● Goal of the exercise: From the listing below, set down character for character the lines that begin at the one containing "point: weeping willow" and stop after the one containing "Target: weeping willow tree", including both of those lines. Output nothing else.

Object location annotation data:
----

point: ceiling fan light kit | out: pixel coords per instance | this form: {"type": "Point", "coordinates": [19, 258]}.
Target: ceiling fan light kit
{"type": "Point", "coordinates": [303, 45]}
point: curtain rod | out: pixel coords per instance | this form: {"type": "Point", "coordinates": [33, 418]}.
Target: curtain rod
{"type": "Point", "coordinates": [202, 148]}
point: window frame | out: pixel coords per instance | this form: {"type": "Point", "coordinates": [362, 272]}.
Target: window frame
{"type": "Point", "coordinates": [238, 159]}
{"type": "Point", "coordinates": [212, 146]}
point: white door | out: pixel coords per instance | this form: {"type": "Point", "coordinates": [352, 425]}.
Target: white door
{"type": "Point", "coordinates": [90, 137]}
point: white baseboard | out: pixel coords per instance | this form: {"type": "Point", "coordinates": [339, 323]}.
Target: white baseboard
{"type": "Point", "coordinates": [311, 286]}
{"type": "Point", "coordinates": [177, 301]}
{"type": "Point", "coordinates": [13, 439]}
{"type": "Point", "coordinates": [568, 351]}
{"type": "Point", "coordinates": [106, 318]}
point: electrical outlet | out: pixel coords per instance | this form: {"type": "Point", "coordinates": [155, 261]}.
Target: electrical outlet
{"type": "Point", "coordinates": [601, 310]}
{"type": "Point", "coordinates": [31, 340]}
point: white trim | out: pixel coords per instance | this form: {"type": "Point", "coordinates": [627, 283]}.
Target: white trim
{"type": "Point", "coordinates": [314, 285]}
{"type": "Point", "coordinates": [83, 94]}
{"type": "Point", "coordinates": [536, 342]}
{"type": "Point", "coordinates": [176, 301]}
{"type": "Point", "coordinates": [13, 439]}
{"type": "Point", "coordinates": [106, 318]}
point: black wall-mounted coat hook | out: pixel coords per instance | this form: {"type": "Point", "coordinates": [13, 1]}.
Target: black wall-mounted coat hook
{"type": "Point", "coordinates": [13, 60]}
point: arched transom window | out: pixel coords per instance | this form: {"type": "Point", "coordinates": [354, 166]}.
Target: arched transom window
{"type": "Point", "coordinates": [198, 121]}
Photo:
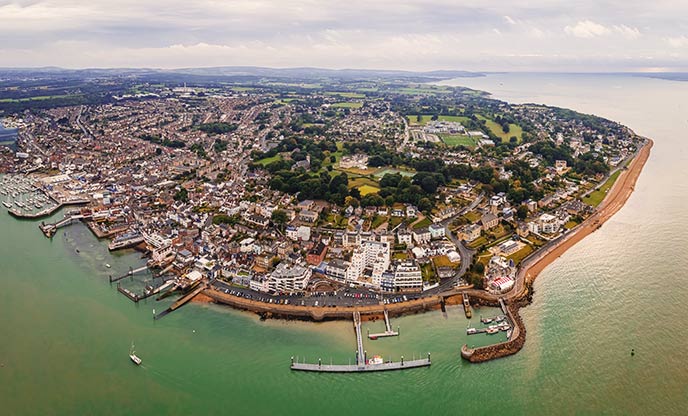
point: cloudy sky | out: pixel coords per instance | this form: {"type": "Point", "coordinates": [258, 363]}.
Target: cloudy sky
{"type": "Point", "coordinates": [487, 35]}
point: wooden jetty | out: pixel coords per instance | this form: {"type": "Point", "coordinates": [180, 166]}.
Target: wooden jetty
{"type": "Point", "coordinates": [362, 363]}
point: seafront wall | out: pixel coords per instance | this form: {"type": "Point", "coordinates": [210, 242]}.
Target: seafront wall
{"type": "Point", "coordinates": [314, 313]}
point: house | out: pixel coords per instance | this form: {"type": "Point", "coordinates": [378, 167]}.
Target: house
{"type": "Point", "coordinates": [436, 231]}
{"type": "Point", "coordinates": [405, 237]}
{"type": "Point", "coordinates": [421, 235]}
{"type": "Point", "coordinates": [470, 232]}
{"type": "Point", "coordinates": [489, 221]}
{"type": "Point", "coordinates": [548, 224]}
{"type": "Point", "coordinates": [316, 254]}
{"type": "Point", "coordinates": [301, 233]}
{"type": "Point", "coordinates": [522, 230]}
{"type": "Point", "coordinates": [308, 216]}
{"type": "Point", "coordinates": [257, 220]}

----

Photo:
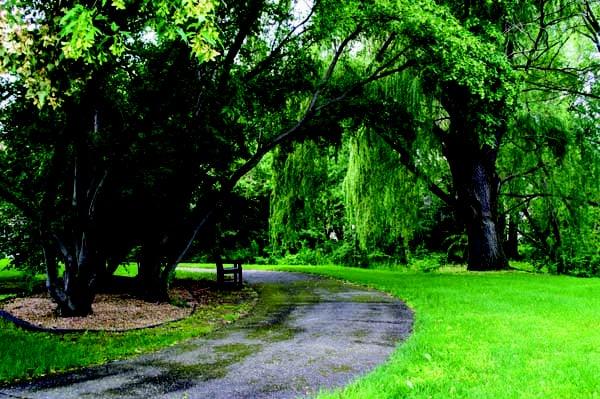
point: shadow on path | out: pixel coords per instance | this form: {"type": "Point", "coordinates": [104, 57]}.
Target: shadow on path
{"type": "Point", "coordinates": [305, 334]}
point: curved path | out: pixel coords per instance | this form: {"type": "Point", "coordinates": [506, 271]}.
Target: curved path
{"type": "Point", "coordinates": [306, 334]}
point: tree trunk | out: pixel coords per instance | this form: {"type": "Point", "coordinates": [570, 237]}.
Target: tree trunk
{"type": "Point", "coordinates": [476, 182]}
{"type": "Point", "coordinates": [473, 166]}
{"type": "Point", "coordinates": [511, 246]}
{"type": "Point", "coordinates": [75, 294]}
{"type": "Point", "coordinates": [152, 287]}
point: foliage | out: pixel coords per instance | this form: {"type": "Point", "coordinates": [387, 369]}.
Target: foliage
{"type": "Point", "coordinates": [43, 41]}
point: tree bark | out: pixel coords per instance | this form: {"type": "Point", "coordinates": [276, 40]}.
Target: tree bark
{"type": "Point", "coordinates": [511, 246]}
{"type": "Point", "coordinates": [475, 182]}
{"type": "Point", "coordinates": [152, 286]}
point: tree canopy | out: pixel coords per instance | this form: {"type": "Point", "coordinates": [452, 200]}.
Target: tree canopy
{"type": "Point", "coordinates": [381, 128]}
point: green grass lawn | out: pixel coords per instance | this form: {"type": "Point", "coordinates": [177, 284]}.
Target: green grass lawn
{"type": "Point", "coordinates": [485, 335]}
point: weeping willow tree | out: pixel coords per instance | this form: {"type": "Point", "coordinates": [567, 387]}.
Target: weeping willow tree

----

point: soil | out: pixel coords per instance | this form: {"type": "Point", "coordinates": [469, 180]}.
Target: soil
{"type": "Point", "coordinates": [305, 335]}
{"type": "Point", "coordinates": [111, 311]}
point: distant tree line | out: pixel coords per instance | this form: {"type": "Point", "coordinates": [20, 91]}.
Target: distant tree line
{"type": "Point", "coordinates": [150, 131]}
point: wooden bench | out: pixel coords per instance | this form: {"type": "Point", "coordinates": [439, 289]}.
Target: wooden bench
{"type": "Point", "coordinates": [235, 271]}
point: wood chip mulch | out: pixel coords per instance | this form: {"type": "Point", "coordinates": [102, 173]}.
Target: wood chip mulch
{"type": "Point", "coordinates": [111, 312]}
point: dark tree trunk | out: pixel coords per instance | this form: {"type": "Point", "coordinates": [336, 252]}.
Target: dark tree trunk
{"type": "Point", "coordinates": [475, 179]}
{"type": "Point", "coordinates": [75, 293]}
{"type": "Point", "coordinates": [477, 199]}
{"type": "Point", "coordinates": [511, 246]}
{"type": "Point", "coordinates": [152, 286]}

----

● Result for this task:
point: weeping willow tree | out: pixel coords per instance | this form: {"type": "Point", "coordinates": [567, 387]}.
Target: weeping willow tree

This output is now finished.